------ Given information ------

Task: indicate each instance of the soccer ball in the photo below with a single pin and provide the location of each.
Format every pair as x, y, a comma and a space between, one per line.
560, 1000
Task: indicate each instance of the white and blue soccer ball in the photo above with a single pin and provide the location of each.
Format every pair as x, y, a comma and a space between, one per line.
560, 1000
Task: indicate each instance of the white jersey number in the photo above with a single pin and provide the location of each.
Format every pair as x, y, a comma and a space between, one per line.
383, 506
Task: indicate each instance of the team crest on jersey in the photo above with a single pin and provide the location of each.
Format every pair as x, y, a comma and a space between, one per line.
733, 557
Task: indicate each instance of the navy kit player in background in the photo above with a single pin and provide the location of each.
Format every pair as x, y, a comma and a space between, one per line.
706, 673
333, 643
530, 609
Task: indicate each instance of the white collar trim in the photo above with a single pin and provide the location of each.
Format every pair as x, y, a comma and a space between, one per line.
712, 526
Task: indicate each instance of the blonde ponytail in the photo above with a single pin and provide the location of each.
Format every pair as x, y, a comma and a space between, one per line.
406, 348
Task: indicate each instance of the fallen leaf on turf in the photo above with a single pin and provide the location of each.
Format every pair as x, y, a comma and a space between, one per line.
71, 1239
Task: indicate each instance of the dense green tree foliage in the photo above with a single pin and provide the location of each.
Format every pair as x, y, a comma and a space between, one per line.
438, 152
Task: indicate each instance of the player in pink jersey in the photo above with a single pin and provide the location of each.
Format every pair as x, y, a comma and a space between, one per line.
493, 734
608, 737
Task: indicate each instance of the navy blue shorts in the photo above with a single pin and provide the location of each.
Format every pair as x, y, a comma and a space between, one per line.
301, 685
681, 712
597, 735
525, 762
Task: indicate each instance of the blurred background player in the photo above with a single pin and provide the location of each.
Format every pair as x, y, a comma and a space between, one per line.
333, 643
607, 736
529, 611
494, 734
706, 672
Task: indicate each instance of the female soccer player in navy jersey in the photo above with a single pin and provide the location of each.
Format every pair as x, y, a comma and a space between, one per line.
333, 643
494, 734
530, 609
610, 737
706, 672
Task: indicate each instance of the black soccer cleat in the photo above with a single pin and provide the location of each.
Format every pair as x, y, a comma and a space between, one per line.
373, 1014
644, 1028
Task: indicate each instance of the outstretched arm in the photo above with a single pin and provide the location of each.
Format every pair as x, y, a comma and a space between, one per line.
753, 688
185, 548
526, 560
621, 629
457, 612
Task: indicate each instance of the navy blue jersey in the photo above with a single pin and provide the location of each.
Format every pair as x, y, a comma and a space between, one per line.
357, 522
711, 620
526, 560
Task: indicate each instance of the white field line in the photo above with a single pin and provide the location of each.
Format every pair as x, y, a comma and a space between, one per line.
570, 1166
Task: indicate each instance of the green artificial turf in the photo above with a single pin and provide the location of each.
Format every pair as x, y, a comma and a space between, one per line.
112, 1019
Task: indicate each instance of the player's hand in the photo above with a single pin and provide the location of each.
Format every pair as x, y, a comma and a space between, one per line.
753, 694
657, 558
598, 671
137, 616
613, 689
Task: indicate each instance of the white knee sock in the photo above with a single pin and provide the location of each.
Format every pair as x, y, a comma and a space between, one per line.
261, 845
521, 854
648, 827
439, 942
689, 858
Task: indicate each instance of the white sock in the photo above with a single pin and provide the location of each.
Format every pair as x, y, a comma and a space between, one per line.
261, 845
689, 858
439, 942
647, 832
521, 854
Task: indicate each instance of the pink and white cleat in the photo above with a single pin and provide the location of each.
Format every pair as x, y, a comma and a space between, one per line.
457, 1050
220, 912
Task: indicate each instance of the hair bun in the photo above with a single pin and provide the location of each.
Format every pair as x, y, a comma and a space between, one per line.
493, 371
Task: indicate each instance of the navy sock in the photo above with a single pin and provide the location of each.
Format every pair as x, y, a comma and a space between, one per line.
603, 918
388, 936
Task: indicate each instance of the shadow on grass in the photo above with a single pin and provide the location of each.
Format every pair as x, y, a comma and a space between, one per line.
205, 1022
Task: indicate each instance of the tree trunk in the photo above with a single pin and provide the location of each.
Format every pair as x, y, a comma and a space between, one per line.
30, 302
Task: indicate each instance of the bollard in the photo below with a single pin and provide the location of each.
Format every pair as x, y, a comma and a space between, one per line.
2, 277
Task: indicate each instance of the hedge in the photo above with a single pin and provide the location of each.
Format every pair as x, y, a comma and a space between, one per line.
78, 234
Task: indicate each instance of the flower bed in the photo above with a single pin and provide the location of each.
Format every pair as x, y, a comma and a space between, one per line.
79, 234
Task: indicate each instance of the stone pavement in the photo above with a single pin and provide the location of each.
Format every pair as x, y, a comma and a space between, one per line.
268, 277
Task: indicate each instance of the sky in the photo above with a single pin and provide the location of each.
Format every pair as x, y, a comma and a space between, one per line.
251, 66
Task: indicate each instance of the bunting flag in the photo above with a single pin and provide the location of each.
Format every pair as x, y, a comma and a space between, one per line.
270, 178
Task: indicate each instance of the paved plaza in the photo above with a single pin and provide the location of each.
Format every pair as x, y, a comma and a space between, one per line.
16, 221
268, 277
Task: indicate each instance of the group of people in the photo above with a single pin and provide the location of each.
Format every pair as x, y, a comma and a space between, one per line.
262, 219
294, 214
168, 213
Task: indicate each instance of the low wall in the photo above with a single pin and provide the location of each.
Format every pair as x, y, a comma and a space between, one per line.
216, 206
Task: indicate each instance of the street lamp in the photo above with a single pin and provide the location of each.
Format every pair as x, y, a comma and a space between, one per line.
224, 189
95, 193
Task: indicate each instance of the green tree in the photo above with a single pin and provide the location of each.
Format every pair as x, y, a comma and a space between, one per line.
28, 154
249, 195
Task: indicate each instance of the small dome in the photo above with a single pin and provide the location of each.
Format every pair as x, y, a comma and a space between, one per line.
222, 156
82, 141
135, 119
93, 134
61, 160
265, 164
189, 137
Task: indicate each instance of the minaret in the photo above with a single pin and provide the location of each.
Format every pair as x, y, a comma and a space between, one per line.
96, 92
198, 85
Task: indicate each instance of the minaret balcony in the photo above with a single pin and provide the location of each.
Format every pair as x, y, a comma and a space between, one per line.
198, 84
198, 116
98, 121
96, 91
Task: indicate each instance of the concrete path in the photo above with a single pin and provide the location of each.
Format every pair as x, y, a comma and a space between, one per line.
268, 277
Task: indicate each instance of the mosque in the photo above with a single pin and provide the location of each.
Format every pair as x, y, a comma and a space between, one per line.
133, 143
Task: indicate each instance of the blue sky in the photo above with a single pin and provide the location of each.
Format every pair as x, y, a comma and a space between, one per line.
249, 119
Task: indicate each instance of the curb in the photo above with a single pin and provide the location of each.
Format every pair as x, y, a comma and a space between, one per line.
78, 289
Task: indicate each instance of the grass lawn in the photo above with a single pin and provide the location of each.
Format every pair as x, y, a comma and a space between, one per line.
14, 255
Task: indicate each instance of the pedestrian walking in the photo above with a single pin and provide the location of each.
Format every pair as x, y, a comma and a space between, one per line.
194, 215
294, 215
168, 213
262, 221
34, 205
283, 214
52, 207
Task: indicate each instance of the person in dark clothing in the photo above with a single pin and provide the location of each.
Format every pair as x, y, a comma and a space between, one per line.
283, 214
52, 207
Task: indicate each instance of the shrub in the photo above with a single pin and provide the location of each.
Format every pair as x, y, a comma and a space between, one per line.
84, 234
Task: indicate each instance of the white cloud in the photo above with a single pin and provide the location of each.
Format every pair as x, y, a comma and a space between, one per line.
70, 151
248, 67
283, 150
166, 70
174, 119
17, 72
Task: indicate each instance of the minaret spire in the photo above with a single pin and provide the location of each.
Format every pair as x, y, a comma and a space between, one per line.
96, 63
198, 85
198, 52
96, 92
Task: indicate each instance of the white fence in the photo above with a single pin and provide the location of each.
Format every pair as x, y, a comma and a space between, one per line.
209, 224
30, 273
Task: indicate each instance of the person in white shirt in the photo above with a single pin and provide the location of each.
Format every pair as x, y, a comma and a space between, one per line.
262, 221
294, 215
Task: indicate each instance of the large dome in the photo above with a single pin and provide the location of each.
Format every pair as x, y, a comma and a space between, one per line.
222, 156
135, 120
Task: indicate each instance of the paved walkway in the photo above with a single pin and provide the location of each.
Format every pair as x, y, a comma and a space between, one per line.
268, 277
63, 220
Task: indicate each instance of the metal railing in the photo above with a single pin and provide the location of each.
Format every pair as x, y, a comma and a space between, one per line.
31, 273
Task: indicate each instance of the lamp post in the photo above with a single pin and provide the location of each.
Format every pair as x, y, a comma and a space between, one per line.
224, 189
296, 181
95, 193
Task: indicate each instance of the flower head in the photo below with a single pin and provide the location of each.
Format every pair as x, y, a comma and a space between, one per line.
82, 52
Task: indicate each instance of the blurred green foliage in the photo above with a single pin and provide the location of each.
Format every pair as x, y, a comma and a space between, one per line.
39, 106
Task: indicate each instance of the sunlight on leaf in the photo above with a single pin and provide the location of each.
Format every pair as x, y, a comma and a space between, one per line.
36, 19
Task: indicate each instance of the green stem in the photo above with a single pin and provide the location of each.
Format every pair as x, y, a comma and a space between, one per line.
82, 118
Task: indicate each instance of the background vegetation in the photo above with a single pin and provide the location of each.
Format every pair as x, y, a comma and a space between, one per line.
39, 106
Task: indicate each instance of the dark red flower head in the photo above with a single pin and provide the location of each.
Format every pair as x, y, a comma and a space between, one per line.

------

__Goal__
Exactly reproduce the lines beginning with the one that contains "Task: indicate each instance of the large" and ending with the last line of the material, both included. Leave out everything else.

__Written answer__
Task: indicate each instance of the large dome in the photo above with a single pin and provide the location of each.
Format every pair as x, y, a comma and a space between, one per line.
222, 156
135, 120
Task: indicate each instance of the paved walkway in the photo above with a single pin and provide the location of each.
Format every pair as x, y, a comma and a space between, one per line.
268, 277
63, 220
Task: indicate each instance of the metal railing in the photo above with a single pin and provide the location of each.
Format every pair as x, y, a comma and a space between, one per line.
31, 273
Task: indicate each instance of the lamp post in the photo above with a single pin and provide the location of each.
Format every pair as x, y, a comma and a space between, one per line.
224, 189
296, 181
95, 193
Task: indicate each instance of the flower head in the photo below with a single pin and provide the location of each.
Format every pair as x, y, a comma and a space between, one per line.
82, 52
Task: indicate each instance of the blurred green foliage in the photo above with a single pin and provide the location of each.
Format every pair as x, y, a comma and a space between, one per line.
39, 106
Task: indicate each instance of the sunlight on leaf in the photo above with a single pin and provide the location of each.
Format every pair as x, y, a comma and a space between, one per line.
36, 19
Task: indicate each instance of the green stem in the photo above with a single pin and provide the location of each.
Format every pair as x, y, a comma and a space between, one per line.
82, 118
Task: indicate each instance of the background vegetation in the photo above with a single pin and provide the location of each.
Format every pair as x, y, a comma and a space between, one per line.
39, 106
Task: indicate each instance of the dark red flower head in the photo above with a single pin and provide the location of each.
Format every pair as x, y, a comma and a space between, one per line.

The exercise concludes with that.